PASSAGE SHOWN
++++++++
The three tries Scotland scored against the All Blacks were rightly acclaimed, but they were largely fortuitous, the first an interception, the second a good forward drive and the third from a slick turnover. All were good scores, earned by the pressure, quick-thinking and decisions of Scotland players and should not be under-estimated, but the best score of the past two weeks was arguably that by scrum-half Henry Pyrgos, which has earned him a first Test start this week.
The attacking move called for him to slip through a split lineout may not be possible again now for some time, but it was an example of the Scottish pack and half-backs working together well, spotting a weakness in the Springbok defence and exploiting it with well- executed skills.
Scotland achieved good wins over Samoa at Pittodrie two years ago and in Fiji and Samoa in the summer, but Tonga believe they have the arsenal now, in their most experienced, professional squad to tour the UK, to claim a first South Seas win in Scotland. They believe the game will be won or lost up front, and that their pack has to dominate Scotland at the set-piece and cause mayhem at the breakdown. They have an experienced eight, from dynamic former Chiefs prop Sona Taumalolo, now at Perpignan, to 6ft 8in lock Joe Tu’ineau, the Fiji-born, New Zealand-bred former American football tight end and the veteran back row of Hale T Pole, Nili Latu and Viliami Ma’afu.
++++++++
DIRECTIVE 1
In the rugby passage, which club does prop Sona Taumalolo now play for?
The rugby passage has no connection to the rows that come after it.

DATA SUPPLIED
++++++++
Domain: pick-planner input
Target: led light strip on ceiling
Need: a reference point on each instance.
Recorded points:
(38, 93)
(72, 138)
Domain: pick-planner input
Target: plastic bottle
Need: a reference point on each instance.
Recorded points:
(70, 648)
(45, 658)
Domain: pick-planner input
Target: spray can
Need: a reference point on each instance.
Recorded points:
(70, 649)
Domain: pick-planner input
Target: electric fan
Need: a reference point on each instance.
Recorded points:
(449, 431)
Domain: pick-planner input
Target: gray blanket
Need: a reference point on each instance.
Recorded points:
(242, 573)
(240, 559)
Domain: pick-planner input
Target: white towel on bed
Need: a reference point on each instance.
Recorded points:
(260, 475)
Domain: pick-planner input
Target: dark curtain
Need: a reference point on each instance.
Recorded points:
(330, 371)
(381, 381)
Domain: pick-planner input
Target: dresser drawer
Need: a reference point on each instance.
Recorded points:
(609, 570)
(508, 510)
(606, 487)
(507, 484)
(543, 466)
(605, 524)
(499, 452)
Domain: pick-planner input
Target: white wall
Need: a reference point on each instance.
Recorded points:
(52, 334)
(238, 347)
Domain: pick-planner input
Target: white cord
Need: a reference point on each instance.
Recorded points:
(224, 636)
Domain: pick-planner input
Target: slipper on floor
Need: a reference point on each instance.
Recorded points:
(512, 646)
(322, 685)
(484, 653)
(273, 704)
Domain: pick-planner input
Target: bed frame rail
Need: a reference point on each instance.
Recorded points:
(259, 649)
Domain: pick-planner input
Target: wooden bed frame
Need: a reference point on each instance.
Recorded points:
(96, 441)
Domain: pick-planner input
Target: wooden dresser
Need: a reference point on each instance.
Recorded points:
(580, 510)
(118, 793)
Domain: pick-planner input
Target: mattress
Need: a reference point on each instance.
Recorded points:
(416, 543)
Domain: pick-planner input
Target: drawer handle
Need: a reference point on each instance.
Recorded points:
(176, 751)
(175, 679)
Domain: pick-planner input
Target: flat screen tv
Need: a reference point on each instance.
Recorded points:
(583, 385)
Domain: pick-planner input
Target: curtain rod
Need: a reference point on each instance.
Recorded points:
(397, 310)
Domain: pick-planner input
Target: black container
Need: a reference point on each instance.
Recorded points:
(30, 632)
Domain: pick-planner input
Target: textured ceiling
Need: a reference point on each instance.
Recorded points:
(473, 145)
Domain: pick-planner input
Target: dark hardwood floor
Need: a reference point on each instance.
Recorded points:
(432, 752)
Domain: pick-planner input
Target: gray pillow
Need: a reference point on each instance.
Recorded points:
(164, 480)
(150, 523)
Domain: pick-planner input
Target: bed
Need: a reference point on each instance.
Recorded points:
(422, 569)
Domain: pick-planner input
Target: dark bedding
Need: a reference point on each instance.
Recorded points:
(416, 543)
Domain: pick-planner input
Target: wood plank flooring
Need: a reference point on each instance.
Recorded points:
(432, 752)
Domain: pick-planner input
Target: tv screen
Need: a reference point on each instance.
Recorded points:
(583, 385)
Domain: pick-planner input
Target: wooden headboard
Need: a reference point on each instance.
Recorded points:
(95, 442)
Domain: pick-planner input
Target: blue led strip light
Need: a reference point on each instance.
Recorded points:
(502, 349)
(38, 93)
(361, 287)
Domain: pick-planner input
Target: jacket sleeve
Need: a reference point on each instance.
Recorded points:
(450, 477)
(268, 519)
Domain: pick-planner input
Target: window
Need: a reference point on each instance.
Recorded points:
++++++++
DIRECTIVE 2
Pick out every line of the rows that contains the string "screen".

FULL SOLUTION 1
Perpignan.

FULL SOLUTION 2
Target: flat screen tv
Target: tv screen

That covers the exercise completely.